AUFGABE -
Bringe die Zeilen unten in die Form einer JSON-Liste von Strings, beginnend mit der Zeile, die „Every instance gets a single point. Point out the pale“ enthält, bis einschließlich der letzten Zeile. Je Zeile ein String, Leerzeilen entfallen.

Datensatzzeilen zur Position von Objekten -
◆ ◆ ◆

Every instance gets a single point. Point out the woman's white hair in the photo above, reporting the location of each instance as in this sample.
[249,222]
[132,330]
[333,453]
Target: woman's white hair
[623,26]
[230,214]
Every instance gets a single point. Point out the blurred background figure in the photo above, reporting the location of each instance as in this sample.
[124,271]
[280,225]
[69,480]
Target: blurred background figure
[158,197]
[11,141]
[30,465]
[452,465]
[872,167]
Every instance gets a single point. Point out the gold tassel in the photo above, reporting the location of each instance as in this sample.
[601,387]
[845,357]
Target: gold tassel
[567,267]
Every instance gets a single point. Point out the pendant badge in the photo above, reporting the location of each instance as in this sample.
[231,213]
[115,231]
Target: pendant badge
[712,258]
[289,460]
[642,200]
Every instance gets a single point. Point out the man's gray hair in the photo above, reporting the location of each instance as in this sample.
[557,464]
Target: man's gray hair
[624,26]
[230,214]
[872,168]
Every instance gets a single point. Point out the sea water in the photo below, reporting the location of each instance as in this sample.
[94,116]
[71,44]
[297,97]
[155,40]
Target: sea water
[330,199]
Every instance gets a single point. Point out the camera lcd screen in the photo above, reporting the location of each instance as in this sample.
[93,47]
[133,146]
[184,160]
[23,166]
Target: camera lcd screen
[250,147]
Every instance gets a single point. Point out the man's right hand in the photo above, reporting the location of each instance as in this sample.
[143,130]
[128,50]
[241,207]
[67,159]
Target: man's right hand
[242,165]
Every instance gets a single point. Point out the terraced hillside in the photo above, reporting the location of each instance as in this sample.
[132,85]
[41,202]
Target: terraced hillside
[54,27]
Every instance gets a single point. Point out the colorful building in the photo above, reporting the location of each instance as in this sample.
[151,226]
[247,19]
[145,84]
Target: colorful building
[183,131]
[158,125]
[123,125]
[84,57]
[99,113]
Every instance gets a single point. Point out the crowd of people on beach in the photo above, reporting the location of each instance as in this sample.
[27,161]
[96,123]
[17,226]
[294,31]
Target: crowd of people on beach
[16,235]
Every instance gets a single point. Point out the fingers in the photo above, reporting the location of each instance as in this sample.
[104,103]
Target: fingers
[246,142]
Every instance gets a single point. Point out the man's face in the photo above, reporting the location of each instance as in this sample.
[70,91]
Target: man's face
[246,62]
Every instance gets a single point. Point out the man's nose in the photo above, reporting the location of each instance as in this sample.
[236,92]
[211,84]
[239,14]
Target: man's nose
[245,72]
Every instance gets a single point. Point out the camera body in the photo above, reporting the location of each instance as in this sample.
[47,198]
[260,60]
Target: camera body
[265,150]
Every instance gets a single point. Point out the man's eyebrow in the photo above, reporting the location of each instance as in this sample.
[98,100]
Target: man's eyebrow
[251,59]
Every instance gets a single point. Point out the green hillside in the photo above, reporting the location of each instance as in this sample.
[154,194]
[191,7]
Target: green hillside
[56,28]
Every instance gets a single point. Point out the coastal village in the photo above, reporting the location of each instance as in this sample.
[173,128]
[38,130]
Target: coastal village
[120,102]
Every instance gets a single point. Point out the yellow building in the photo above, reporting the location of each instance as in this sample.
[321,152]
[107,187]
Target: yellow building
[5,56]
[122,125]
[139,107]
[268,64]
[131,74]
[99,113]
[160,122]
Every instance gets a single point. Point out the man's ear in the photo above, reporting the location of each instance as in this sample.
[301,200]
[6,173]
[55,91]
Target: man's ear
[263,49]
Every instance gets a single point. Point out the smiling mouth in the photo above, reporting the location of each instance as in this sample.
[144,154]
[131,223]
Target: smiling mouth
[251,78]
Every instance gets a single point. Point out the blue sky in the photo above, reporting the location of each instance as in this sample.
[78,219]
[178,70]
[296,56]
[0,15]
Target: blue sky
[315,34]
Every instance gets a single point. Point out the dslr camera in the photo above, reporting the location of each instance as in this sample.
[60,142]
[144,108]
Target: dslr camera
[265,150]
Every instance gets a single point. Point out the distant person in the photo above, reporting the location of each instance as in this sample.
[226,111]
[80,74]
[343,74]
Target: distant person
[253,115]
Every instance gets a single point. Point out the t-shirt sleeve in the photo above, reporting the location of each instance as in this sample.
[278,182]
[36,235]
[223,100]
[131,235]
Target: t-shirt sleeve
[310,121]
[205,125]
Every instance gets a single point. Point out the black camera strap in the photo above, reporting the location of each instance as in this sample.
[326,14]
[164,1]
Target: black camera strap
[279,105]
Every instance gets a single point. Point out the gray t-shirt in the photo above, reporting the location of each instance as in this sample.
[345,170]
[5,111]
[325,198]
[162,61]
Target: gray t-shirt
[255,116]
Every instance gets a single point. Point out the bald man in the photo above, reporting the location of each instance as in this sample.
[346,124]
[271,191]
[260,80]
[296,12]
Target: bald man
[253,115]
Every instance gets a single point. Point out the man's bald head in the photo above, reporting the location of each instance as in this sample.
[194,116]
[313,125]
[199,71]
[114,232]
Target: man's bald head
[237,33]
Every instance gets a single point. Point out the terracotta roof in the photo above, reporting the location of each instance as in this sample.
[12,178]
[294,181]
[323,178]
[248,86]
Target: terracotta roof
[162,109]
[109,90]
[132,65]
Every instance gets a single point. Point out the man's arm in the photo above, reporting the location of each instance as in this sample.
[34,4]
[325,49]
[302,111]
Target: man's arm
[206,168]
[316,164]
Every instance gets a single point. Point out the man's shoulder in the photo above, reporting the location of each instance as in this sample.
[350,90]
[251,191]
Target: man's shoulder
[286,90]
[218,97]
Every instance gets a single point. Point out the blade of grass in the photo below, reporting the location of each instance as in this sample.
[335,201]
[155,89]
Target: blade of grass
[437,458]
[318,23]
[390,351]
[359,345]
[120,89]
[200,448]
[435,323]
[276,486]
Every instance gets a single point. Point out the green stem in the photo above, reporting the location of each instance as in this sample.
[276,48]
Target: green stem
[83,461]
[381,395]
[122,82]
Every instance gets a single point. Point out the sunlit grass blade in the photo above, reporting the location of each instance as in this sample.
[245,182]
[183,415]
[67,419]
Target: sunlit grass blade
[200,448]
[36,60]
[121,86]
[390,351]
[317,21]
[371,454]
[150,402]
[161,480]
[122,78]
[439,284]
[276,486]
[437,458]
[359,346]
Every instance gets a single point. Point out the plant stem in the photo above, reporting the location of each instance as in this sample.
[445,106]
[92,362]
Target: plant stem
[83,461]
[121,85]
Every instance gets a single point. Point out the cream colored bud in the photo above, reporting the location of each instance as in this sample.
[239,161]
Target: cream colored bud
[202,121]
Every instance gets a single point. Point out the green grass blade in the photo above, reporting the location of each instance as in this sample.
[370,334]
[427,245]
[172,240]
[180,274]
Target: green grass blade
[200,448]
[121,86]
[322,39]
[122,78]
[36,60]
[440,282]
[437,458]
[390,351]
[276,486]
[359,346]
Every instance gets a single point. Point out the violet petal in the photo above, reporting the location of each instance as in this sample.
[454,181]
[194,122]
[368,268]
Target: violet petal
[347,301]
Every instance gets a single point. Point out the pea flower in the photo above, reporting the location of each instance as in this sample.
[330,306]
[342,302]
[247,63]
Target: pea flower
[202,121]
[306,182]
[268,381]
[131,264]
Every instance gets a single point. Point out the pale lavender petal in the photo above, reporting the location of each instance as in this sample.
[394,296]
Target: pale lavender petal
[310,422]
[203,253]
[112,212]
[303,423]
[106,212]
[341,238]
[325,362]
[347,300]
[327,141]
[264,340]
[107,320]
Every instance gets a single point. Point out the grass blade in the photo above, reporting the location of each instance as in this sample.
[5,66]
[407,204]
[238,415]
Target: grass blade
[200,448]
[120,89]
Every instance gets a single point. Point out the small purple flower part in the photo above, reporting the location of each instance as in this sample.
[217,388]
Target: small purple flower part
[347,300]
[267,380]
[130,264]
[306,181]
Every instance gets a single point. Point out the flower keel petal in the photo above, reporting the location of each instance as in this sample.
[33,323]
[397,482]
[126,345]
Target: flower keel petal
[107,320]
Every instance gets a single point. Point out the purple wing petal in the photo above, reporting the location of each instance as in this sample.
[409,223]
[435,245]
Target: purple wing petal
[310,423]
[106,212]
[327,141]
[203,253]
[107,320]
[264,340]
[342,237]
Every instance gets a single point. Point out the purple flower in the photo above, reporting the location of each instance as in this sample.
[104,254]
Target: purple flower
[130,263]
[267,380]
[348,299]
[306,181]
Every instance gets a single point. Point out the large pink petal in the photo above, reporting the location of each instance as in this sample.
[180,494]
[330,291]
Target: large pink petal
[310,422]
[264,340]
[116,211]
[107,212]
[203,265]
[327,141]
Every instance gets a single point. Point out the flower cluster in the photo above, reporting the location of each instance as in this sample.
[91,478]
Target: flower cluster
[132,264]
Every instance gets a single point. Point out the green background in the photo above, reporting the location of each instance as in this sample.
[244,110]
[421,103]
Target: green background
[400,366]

◆ ◆ ◆

AUSGABE UNTEN -
[
  "Every instance gets a single point. Point out the pale lavender petal in the photo above, reporting the location of each instance as in this sample.",
  "[394,296]",
  "Target: pale lavender petal",
  "[310,422]",
  "[203,253]",
  "[112,212]",
  "[303,423]",
  "[106,212]",
  "[341,238]",
  "[325,362]",
  "[347,300]",
  "[327,141]",
  "[264,340]",
  "[107,320]",
  "Every instance gets a single point. Point out the grass blade in the photo above, reporting the location of each instance as in this sample.",
  "[5,66]",
  "[407,204]",
  "[238,415]",
  "Target: grass blade",
  "[200,448]",
  "[120,89]",
  "Every instance gets a single point. Point out the small purple flower part in the photo above, reporting the location of each instance as in this sample.",
  "[217,388]",
  "Target: small purple flower part",
  "[347,300]",
  "[267,380]",
  "[130,264]",
  "[306,181]",
  "Every instance gets a single point. Point out the flower keel petal in the photo above, reporting the location of each instance as in this sample.",
  "[33,323]",
  "[397,482]",
  "[126,345]",
  "Target: flower keel petal",
  "[107,320]",
  "Every instance gets a single point. Point out the purple wing petal in the photo above, reporting the location of each instance as in this sample.",
  "[409,223]",
  "[435,245]",
  "Target: purple wing petal",
  "[310,423]",
  "[106,212]",
  "[327,141]",
  "[203,253]",
  "[107,320]",
  "[264,340]",
  "[342,237]",
  "Every instance gets a single point. Point out the purple flower in the photo above, reporting the location of each instance as in this sample.",
  "[104,254]",
  "Target: purple flower",
  "[130,263]",
  "[267,380]",
  "[348,299]",
  "[306,181]",
  "Every instance gets a single point. Point out the large pink petal in the photo above, reporting the location of each instance as in this sample.",
  "[180,494]",
  "[330,291]",
  "Target: large pink petal",
  "[310,422]",
  "[264,340]",
  "[116,211]",
  "[107,212]",
  "[203,265]",
  "[327,141]",
  "Every instance gets a single point. Point out the flower cluster in the photo above, reporting the location of each instance as in this sample.",
  "[91,478]",
  "Target: flower cluster",
  "[132,264]",
  "Every instance gets a single point. Point out the green background in the photo above, reporting the location of each instance as in this sample.",
  "[244,110]",
  "[421,103]",
  "Target: green background",
  "[400,366]"
]